_Page text_
XML 83 R15.htm IDEA: XBRL DOCUMENT v2.4.0.6
Derivative Instruments And Hedging Activities
12 Months Ended
Dec. 31, 2012
Derivative Instruments and Hedging Activities Disclosure [Abstract]  
Derivative Instruments And Hedging Activities
Derivative Instruments and Hedging Activities
The Company is exposed to interest rate risk associated with fluctuations in the interest rates on its floating-rate debt. In order to manage the risk associated with changes in interest rates on borrowings under the Term Loan, the Company has entered into interest rate derivative agreements to economically hedge a portion of the cash flows associated with the Term Loan.
The Company’s objectives in using interest rate derivatives are to add stability to interest expense and to manage its exposure to interest rate fluctuations. To accomplish these objectives, the Company uses interest rate caps and swaps as part of its interest rate risk management strategy. Interest rate caps involve the receipt of floating-rate amounts from a counterparty if interest rates rise above the strike rate on the contract in exchange for an up-front premium. Interest rate swaps involve the receipt of floating-rate amounts from a counterparty in exchange for the Company making fixed-rate payments over the life of the agreements without exchange of the underlying notional amount.

_Data block_

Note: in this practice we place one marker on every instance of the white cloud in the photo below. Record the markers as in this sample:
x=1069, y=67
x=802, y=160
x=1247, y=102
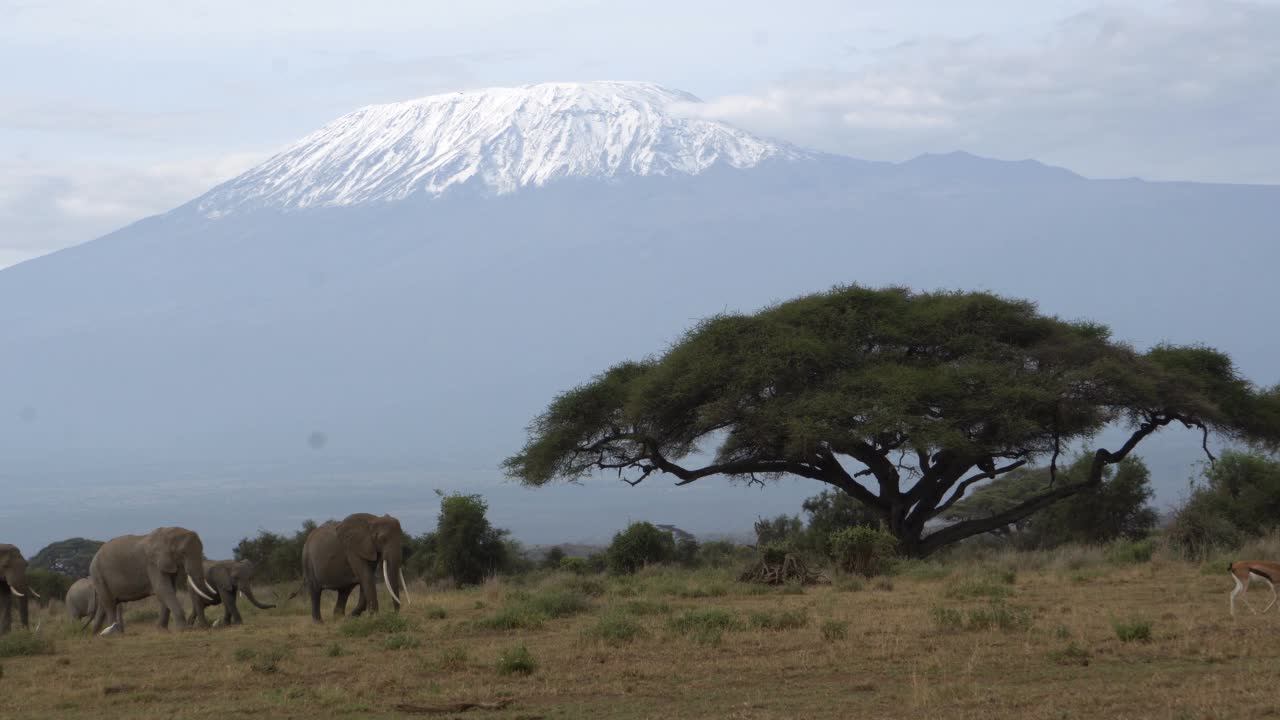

_Tasks_
1. Reproduce the hedging disclosure word for word, from "XML 83 R15.htm" up to and including "the Term Loan.".
2. Write the next part of the hedging disclosure, picking up right after its final sentence.
The listing isn't needed for anything here.

_Task responses_
1.
XML 83 R15.htm IDEA: XBRL DOCUMENT v2.4.0.6
Derivative Instruments And Hedging Activities
12 Months Ended
Dec. 31, 2012
Derivative Instruments and Hedging Activities Disclosure [Abstract]  
Derivative Instruments And Hedging Activities
Derivative Instruments and Hedging Activities
The Company is exposed to interest rate risk associated with fluctuations in the interest rates on its floating-rate debt. In order to manage the risk associated with changes in interest rates on borrowings under the Term Loan, the Company has entered into interest rate derivative agreements to economically hedge a portion of the cash flows associated with the Term Loan.

2.
Interest Rate Cap Agreements
In November 2012, the Company entered into six interest rate cap agreements with a combined $650.0 million notional amount. Under these agreements, the Company made premium payments totaling $0.3 million to the counterparties in exchange for the right to receive payments from them of the amount, if any, by which three-month LIBOR exceeds 1.5% during the agreement period. The cap agreements are effective from January 14, 2013 through January 14, 2015.
During 2011, the Company entered into four interest rate cap agreements with a combined $500.0 million notional amount. Under these agreements, the Company made premium payments totaling $3.7 million to the counterparties in exchange for the right to receive payments from them of the amount, if any, by which three-month LIBOR exceeds 3.5% during the agreement period. The cap agreements are effective from January 14, 2013 through January 14, 2015.
In 2010, the Company entered into four interest rate cap agreements with a combined $1,100.0 million notional amount. Under these agreements, the Company made premium payments totaling $5.9 million to the counterparties in exchange for the right to receive payments from them of the amount, if any, by which three-month LIBOR exceeds 3.5% during the agreement period. The cap agreements are effective from January 14, 2011 through January 14, 2013.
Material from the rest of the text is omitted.